Records from a point labeling set:
◇ ◇ ◇ ◇
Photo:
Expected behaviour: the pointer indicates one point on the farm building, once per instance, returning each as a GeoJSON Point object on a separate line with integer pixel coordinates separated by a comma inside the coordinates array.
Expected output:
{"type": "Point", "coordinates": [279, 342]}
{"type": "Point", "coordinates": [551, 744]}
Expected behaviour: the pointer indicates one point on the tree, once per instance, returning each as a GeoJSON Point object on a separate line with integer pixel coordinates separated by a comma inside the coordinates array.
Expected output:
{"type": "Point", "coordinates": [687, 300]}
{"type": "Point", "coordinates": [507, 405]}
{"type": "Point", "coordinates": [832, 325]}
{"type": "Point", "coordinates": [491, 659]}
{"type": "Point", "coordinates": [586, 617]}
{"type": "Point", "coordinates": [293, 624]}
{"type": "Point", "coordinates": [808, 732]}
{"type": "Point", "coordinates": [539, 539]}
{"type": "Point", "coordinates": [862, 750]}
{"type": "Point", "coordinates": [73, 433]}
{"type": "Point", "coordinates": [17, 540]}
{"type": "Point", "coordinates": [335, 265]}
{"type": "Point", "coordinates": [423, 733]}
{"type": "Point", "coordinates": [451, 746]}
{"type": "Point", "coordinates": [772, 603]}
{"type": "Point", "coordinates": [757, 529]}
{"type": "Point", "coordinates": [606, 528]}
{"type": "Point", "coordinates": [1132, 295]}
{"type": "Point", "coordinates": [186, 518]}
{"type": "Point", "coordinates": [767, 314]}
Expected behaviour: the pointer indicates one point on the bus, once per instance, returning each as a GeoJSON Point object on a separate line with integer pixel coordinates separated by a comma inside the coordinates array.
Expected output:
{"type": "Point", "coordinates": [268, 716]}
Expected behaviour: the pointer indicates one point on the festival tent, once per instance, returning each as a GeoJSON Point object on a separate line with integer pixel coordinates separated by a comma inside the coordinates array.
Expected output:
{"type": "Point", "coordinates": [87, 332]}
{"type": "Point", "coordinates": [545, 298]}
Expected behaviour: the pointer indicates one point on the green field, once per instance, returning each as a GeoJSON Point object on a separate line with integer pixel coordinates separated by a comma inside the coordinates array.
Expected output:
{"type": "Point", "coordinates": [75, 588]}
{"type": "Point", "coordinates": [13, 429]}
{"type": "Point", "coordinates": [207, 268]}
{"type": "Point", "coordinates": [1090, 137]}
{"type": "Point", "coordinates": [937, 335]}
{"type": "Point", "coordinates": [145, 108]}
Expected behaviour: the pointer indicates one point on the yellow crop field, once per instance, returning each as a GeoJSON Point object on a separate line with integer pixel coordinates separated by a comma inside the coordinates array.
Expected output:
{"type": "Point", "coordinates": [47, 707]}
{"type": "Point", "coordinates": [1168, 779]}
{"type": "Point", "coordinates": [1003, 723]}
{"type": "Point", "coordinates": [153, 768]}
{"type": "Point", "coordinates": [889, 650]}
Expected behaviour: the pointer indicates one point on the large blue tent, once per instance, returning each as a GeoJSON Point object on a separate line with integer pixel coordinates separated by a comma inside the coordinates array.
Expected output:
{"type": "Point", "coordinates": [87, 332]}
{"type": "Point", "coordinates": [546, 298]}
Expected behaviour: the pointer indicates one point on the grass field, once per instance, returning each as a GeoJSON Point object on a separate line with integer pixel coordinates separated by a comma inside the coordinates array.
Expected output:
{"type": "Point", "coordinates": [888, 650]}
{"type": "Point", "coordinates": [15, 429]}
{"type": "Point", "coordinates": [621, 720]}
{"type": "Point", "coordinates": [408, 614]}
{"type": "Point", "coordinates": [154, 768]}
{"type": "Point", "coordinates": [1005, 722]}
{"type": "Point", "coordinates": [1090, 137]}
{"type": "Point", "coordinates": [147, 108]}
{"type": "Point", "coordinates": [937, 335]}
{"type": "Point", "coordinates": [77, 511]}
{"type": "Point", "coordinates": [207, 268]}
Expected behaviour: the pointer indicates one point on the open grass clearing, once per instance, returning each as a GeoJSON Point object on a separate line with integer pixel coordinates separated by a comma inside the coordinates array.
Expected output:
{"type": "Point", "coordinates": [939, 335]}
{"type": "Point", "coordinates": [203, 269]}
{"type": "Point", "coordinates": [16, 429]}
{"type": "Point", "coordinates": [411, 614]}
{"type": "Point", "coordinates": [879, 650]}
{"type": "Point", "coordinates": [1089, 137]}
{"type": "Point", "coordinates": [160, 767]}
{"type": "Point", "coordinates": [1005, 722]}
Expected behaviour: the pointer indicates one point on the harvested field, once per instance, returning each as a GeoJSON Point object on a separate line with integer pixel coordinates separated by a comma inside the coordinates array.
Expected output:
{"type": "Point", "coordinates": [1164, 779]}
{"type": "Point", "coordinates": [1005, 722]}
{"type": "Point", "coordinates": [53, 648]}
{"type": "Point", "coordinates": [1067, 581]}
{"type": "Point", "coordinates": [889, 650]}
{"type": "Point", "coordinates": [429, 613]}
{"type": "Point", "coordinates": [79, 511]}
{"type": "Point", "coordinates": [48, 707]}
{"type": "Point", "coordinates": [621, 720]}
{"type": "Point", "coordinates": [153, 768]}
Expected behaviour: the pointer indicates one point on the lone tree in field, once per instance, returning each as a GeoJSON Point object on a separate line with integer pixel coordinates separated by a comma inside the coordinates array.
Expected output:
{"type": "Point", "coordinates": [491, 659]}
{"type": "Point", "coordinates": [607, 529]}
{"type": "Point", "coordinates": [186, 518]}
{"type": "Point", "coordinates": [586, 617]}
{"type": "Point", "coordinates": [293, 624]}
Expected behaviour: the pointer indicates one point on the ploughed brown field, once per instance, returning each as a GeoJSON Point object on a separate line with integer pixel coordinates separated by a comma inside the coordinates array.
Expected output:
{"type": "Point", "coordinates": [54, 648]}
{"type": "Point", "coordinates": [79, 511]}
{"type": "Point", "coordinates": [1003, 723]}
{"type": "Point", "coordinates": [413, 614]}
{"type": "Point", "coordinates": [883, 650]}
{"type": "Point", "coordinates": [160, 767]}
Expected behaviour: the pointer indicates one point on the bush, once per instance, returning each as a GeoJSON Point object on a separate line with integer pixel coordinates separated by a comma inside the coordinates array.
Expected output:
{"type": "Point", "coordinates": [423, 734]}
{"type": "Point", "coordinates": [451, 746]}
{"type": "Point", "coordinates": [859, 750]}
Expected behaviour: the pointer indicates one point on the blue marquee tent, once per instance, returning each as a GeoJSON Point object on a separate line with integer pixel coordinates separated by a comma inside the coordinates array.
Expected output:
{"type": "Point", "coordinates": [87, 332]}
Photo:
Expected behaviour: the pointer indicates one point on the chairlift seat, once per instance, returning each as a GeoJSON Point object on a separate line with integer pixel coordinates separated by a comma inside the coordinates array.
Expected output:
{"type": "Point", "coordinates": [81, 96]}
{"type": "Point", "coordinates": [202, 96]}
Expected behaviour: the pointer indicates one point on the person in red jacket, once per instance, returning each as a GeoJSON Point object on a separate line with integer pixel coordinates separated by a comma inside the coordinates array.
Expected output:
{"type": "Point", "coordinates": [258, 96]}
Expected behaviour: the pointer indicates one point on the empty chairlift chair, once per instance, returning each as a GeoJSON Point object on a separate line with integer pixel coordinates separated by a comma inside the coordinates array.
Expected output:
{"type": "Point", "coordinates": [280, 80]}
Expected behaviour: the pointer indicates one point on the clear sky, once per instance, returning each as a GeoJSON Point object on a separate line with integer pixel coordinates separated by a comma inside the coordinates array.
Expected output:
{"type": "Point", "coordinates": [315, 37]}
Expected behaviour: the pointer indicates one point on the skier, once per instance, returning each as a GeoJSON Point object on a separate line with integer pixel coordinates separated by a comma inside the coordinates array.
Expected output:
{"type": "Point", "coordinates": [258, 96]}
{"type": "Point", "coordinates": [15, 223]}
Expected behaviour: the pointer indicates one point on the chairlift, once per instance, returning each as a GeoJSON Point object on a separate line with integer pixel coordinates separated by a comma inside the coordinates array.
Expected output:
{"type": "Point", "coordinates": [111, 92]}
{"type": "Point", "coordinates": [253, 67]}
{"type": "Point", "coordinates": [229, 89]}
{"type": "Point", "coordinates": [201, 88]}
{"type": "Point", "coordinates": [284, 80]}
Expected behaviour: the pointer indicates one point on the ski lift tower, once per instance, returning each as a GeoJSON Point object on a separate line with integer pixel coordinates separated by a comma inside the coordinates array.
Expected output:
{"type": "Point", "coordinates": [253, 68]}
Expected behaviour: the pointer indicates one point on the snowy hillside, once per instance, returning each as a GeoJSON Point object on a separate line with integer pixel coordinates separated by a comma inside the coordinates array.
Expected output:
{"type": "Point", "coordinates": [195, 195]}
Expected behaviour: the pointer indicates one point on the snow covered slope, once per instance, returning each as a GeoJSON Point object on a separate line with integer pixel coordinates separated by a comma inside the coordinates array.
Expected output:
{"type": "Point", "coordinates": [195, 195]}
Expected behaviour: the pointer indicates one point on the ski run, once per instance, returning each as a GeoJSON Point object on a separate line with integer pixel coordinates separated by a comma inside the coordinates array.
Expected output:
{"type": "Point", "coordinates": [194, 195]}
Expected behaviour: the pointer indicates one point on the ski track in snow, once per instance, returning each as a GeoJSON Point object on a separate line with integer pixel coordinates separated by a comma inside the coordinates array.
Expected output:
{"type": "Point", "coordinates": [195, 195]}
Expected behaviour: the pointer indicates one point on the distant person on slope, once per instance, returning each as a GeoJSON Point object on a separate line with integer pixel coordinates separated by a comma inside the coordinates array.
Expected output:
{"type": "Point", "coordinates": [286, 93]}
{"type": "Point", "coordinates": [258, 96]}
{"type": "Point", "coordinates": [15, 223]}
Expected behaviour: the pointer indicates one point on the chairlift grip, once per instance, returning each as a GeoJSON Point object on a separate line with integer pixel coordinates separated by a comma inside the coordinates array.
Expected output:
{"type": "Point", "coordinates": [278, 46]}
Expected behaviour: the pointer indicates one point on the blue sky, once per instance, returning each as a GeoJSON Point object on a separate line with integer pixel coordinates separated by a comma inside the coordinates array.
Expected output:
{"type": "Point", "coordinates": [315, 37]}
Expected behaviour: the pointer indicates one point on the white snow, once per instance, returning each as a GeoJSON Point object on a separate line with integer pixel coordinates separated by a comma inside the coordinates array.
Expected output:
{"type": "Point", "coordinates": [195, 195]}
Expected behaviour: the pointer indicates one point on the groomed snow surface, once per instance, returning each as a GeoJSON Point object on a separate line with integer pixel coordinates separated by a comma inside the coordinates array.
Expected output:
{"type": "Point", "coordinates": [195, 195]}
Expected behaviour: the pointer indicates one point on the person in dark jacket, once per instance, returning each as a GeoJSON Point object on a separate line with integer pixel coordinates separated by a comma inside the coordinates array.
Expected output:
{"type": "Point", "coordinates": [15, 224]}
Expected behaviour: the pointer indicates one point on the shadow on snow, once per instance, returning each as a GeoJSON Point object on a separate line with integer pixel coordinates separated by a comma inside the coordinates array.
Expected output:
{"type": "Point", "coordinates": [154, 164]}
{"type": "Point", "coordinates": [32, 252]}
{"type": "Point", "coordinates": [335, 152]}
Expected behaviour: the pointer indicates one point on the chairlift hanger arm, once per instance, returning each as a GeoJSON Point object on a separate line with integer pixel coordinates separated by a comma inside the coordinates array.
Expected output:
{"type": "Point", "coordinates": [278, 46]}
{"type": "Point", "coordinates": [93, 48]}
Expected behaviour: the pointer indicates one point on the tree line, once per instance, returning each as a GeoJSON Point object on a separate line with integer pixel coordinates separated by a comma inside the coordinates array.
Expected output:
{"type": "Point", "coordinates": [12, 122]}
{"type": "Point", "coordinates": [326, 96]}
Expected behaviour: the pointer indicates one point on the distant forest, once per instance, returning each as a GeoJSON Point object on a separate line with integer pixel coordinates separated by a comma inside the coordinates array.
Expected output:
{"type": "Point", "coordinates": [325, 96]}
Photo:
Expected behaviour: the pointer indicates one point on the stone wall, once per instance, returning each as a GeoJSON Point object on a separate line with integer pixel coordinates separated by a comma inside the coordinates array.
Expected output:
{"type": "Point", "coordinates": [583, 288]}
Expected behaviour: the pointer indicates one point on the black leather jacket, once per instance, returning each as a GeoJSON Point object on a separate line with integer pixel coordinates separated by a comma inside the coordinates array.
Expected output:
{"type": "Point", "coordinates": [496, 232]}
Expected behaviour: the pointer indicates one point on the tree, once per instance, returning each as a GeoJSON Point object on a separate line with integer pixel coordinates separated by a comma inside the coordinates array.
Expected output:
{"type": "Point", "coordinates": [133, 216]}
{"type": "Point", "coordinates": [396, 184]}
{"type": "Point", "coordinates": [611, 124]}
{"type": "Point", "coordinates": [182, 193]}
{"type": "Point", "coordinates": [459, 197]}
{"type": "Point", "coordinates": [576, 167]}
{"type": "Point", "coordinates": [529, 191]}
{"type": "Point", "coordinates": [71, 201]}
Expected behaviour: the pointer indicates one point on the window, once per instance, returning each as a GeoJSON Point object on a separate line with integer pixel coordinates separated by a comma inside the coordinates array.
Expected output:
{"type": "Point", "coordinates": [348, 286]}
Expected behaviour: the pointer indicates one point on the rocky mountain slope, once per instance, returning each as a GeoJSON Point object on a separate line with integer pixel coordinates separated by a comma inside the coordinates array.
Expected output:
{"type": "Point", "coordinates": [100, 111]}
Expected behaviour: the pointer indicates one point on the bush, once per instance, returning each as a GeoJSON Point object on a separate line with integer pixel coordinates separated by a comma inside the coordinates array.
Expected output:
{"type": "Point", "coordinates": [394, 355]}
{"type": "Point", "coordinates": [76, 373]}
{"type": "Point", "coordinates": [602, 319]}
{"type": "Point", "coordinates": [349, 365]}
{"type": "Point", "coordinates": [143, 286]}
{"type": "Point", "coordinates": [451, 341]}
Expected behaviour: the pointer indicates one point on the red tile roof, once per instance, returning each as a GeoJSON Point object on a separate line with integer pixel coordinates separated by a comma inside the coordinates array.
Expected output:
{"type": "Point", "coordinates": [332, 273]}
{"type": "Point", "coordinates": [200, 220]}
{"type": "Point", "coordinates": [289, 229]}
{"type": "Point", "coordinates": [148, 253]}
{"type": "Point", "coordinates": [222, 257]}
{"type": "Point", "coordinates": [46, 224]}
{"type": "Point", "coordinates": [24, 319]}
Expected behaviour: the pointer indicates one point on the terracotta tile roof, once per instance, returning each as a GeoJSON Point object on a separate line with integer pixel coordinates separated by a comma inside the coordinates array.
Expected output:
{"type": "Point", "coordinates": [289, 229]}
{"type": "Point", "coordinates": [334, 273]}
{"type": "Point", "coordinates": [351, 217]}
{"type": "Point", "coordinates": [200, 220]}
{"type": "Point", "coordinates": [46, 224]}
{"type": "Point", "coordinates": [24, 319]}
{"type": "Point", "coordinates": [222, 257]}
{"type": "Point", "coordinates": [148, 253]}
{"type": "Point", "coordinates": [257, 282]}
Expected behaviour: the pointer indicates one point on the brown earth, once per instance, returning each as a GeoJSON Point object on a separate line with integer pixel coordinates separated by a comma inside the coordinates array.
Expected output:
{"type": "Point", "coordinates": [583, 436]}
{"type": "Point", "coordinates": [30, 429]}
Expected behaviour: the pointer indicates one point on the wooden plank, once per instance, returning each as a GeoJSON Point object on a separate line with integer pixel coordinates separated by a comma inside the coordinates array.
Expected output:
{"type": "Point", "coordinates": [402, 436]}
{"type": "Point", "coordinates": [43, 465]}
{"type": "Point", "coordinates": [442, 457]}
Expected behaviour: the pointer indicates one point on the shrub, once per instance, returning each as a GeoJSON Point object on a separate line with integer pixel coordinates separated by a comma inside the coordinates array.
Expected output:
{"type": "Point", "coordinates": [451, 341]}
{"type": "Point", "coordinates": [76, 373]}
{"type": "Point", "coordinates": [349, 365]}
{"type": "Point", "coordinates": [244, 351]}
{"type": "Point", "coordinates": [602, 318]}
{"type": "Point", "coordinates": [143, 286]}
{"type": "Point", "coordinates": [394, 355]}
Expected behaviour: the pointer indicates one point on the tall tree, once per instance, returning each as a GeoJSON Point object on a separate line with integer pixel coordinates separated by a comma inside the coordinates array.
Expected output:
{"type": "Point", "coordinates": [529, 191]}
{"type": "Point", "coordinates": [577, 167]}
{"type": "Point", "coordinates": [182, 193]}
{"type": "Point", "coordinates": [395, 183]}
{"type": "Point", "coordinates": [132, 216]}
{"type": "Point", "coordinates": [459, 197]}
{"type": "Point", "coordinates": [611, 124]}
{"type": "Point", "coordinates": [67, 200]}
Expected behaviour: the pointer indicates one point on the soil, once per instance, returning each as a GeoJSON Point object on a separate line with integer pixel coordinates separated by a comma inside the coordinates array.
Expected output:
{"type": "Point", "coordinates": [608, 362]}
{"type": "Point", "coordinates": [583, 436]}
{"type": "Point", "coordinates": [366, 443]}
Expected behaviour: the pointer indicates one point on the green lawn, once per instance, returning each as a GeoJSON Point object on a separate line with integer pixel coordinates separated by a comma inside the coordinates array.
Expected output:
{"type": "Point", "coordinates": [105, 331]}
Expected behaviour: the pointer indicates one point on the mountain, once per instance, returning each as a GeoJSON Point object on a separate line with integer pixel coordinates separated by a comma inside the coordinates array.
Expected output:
◇ ◇ ◇ ◇
● EXERCISE: Repeat, exactly and only, the lines above from the one containing "green lawn, once" through the end of the material.

● OUTPUT:
Expected behaviour: the pointer indicates one point on the green lawn, once per instance, returning each as a GeoJSON Point object on a separate line with integer pixel coordinates separated by a comma inside the coordinates array.
Expected output:
{"type": "Point", "coordinates": [105, 331]}
Expected behaviour: the pointer indicates one point on the mountain, once per instance, returning each as a GeoJSON Point object on a separate line with integer pixel coordinates separated by a comma inside the coordinates array.
Expected output:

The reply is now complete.